▶ _Task directions_
When you answer, give every record back exactly as written.

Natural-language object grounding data
....

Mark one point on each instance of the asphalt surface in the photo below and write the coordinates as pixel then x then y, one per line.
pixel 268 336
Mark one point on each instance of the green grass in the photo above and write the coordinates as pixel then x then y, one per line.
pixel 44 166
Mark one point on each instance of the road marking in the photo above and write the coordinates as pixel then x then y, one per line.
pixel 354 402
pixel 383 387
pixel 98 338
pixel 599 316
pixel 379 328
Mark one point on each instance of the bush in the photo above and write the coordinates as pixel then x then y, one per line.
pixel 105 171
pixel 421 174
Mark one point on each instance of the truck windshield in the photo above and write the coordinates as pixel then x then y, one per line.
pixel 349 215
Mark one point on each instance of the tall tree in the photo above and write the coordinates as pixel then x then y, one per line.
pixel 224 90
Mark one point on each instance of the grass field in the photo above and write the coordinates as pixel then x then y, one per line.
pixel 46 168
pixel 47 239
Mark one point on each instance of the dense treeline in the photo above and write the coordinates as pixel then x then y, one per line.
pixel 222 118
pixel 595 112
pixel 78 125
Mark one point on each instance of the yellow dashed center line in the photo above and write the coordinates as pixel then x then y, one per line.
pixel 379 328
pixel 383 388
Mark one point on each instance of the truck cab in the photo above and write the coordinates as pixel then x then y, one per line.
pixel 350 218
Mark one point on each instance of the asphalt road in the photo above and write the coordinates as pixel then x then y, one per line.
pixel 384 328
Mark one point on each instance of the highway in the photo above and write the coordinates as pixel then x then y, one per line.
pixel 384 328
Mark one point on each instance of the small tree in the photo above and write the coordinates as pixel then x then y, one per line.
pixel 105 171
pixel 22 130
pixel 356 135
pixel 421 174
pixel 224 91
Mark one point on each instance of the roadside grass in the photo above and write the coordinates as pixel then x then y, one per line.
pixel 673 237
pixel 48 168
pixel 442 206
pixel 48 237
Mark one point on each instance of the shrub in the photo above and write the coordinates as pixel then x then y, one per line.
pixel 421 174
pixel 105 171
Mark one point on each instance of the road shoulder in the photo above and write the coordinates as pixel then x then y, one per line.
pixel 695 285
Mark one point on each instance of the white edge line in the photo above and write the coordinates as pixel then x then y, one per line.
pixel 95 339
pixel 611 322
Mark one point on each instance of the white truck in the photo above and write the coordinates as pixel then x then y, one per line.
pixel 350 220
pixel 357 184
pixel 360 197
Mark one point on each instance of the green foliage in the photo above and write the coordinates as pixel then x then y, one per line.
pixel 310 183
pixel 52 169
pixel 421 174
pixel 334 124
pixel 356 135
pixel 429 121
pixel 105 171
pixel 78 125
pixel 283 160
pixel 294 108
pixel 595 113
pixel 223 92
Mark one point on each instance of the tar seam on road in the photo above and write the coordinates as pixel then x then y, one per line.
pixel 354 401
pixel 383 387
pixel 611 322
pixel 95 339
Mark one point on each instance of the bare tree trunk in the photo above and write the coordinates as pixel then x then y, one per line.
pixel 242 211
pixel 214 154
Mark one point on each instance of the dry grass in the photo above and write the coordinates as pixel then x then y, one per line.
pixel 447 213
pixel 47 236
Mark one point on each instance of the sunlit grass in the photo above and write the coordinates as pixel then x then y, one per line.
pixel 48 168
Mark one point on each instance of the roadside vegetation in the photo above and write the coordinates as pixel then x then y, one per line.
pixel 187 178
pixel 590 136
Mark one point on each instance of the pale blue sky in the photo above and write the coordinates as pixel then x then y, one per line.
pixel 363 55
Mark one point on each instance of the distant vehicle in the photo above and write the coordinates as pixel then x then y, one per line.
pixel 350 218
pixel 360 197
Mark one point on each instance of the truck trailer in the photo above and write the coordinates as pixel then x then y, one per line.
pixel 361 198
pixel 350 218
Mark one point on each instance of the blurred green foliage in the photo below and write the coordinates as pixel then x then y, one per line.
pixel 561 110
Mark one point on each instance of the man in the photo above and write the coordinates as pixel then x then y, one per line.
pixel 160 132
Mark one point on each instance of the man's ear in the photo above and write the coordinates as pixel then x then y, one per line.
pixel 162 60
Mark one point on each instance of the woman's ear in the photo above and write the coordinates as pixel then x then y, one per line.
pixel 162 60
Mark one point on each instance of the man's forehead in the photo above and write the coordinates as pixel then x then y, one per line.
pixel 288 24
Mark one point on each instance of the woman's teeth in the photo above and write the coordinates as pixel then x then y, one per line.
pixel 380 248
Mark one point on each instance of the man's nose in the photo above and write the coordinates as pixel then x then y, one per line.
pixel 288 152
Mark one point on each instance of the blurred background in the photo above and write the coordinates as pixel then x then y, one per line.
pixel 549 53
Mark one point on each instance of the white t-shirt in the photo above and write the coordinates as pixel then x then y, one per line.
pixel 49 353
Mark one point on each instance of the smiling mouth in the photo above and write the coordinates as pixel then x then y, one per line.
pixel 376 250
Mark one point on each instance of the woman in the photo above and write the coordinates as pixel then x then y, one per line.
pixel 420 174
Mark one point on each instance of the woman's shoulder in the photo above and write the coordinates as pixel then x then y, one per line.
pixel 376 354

....

▶ _Solution to this problem_
Mark one point on each instance of the asphalt surface in the photo below and write the coordinates as pixel then x then y, one per line.
pixel 268 336
Mark one point on each instance of the green grass in the photo above and write the coordinates as pixel then x then y, one per line.
pixel 44 166
Mark one point on each instance of the road marking in the photo above and write the coordinates as pixel then x then y, one per line.
pixel 354 402
pixel 383 387
pixel 98 338
pixel 599 316
pixel 379 328
Mark one point on each instance of the bush in the photo above and write the coordinates as pixel then x then y, one per line.
pixel 105 171
pixel 421 174
Mark one point on each instance of the truck windshield in the photo above and write the coordinates as pixel then x then y, one per line.
pixel 349 215
Mark one point on each instance of the tall tree in the photo above and write the coordinates as pixel then x then y, one per line.
pixel 224 90
Mark one point on each instance of the grass field in the photo above and write the coordinates as pixel then x then y, one per line.
pixel 46 168
pixel 47 239
Mark one point on each instance of the dense treeline in the photo above and write the coordinates as pixel then x then y, one per line.
pixel 222 118
pixel 595 112
pixel 78 125
Mark one point on each instance of the yellow dashed center line in the photo above and write the coordinates as pixel then x then y, one per line.
pixel 379 328
pixel 383 388
Mark one point on each instance of the truck cab in the photo above and write the coordinates as pixel then x then y, one per line.
pixel 350 218
Mark one point on each instance of the asphalt road in the photo above and write the coordinates as pixel then x then y, one per line.
pixel 384 328
Mark one point on each instance of the highway in the photo above and write the coordinates as pixel then x then y, one per line.
pixel 384 328
Mark one point on each instance of the small tree in the photo above and write the coordinates as pixel then x then y, one per line.
pixel 105 171
pixel 22 130
pixel 356 135
pixel 421 174
pixel 224 91
Mark one point on each instance of the roadside grass in the photo above and write the coordinates as pixel then x then y, one per line.
pixel 673 237
pixel 48 168
pixel 442 206
pixel 48 237
Mark one point on each instance of the shrub in the photo above and write the coordinates as pixel then x then y, one per line.
pixel 421 174
pixel 105 171
Mark one point on each instance of the road shoulder in the photo above and write the coordinates as pixel then x then y, one per line.
pixel 695 285
Mark one point on each instance of the white edge line in the photo above and write the coordinates as pixel then x then y, one per line.
pixel 95 339
pixel 611 322
Mark one point on each instance of the white truck in the photo above and write the coordinates as pixel then x then y, one per line.
pixel 350 220
pixel 357 184
pixel 360 197
Mark one point on each instance of the green foliage in the photo above and write the coordinates as pixel then x then y, one per line.
pixel 310 183
pixel 52 169
pixel 421 174
pixel 334 124
pixel 356 135
pixel 429 121
pixel 105 171
pixel 78 125
pixel 283 160
pixel 294 108
pixel 595 113
pixel 223 92
Mark one point on each instance of the tar seam on road in the photo above and write the coordinates as pixel then x then y, one per line.
pixel 354 401
pixel 383 387
pixel 611 322
pixel 95 339
Mark one point on each instance of the bare tree trunk in the photo above and write the coordinates as pixel then x then y, one per line.
pixel 242 211
pixel 214 154
Mark one point on each instance of the dry grass in the photo above and write the coordinates as pixel then x then y, one per line.
pixel 447 213
pixel 47 236
Mark one point on each instance of the sunlit grass in the photo above and write the coordinates as pixel then x then y, one per line.
pixel 48 168
Mark one point on each instance of the roadside vegetation in the photo above and write the coordinates as pixel then x then y, one per line.
pixel 187 178
pixel 590 136
Mark one point on each instance of the pale blue sky in the photo above and write the coordinates as pixel then x then y, one per line.
pixel 363 55
Mark one point on each instance of the distant vehicle in the photo above and write the coordinates as pixel then x then y, one per line.
pixel 350 218
pixel 360 197
Mark one point on each instance of the truck trailer in the photo above and write the coordinates as pixel then x then y, one per line.
pixel 361 198
pixel 350 218
Mark one point on each instance of the blurred green foliage in the photo below and write the coordinates as pixel then x then y, one per line.
pixel 561 110
Mark one point on each instance of the man in the photo above and write the coordinates as pixel then x then y, one per line.
pixel 160 132
Mark one point on each instance of the man's ear in the photo above and write the coordinates as pixel then x then y, one per line.
pixel 162 60
Mark one point on each instance of the woman's ear in the photo above and write the coordinates as pixel then x then y, one per line.
pixel 162 60
Mark one point on each instance of the man's forehead in the photo above and write the coordinates as pixel then x then y, one per line.
pixel 288 24
Mark one point on each instance of the woman's teeth in the photo above and write the coordinates as pixel then x then y, one per line.
pixel 380 248
Mark one point on each instance of the man's nose in the photo above and write the coordinates as pixel then x then y, one per line.
pixel 288 152
Mark one point on each instance of the blurred background in the photo above and write the coordinates as pixel then x then y, one per line.
pixel 549 53
Mark one point on each instance of the white t-shirt in the photo above and write the coordinates as pixel then x then y, one per line.
pixel 49 353
Mark one point on each instance of the smiling mouth in the photo above and write the coordinates as pixel then x then y, one per line.
pixel 376 250
Mark one point on each instance of the woman in the photo above and write the coordinates as pixel then x then y, one per line.
pixel 420 174
Mark one point on each instance of the woman's shoulder in the photo above and write the coordinates as pixel then x then y, one per line.
pixel 376 354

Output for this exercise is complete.